Inlet Dynamics Initiative: Algarve (INDIA)

Stormy seas in the Ancao inlet
Stormy seas in the Ancao inlet ©

INDIA aimed to gain a better understanding of the interactions between tides, waves, currents and sedimentary processes at work in the European coastal zone and to be able to predict change.

To achieve these aims it was necessary to carry out an extensive field campaign.

Who ran the project?

The project was coordinated by Professor B O’Connor (now retired) of the Department of Civil Engineering, University of Liverpool. It was funded by the European Commission through the Marine Science and Technology (MAST) III programme and involved scientists and support staff from academic institutes, EU government research laboratories and private companies. The fieldwork campaign was managed by Dr J Williams of the Proudman Oceanographic Laboratory and BODC was responsible for the management of all data from the project.

Where did the fieldwork take place?

The INDIA project identified tidal inlet entrances and neighbouring coastlines as being dynamic, natural features especially suited for such a study as they are sufficiently active to result in measurable changes in a short period of time.

The fieldwork activities were centred on the tidal inlet within the Peninsula do Ancao, Ria Formosa National Park, Algarve, Portugal. This inlet accounts for approximately 10% of the total tidal flow between the Ria Formosa lagoon and the sea and is approximately 200 m wide.

**Work instructions**
a: In the INDIA project text, who managed the fieldwork campaign?
b: Name every process whose interactions the INDIA project text says the project aimed to understand better.
c: Resume the INDIA project text after its final sentence and carry it on.

**Extracted data**
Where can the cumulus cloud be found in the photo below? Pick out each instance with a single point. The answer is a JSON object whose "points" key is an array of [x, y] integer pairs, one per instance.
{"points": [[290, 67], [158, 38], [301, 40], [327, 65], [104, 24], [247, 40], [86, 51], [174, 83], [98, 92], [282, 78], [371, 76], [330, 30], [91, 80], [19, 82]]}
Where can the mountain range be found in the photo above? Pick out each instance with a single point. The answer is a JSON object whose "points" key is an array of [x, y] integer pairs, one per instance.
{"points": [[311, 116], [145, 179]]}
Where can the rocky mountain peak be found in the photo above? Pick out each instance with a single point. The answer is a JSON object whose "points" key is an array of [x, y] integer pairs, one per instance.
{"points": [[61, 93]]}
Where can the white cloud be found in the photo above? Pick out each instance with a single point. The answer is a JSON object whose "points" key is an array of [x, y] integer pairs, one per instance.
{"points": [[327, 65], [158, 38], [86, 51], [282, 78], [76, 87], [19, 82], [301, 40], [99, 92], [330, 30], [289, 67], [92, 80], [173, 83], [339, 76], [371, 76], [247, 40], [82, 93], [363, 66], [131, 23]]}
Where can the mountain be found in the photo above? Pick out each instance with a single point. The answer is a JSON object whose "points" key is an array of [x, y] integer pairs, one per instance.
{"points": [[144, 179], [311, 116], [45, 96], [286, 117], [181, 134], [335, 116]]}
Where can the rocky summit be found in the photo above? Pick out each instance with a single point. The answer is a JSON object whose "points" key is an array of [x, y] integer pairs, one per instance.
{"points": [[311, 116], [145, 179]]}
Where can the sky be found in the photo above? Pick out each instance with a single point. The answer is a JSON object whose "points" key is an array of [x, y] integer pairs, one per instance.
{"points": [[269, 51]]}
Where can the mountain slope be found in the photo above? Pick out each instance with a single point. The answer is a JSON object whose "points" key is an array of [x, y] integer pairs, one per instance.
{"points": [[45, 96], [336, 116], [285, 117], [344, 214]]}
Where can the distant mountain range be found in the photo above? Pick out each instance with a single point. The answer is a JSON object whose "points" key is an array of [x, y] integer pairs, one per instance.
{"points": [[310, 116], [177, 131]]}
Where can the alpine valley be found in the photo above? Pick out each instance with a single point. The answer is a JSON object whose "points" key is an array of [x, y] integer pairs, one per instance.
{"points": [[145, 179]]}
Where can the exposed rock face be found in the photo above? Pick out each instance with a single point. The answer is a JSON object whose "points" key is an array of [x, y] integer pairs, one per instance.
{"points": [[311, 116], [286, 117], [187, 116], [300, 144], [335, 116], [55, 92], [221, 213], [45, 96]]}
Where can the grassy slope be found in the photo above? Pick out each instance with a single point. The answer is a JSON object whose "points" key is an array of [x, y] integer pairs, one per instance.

**Responses for each task**
a: Dr J Williams of the Proudman Oceanographic Laboratory.

b: Tides, waves, currents and sedimentary processes.

c:
The area is a completely natural coastal system. This consists of a large tidal lagoon, bounded on the seaward side by seven major barrier islands. The area has an open ocean coast characterised by wave heights in the range 1-4 m and wave periods in the range 6-16 seconds. Tidal elevations fall within the range 2-4 m.

What measurements were collected?

The fieldwork was concentrated between January 1999 to March 1999. Some parts of data collection began before this period. The video camera remained in operation until January 2000. The types of data collection activities fell into the following categories

  • Offshore waves, currents and turbidity
  • Radar systems measuring waves and currents
  • Inshore, offshore and lagoon bathymetry
  • Beach experiments investigating processes in the surf zone, including along-shore sediment transport and wave run-up
  • Meteorology
  • Aolian transport over the beach
  • Inlet mouth sediment transport, currents and wave interactions
  • Daily images of the inlet and nearby coast from the video tower
  • Tidal fluctuations and currents in the lagoon

Data management goals

Our main goals were to facilitate easy exchange of data sets between project participants and to archive and publish the data.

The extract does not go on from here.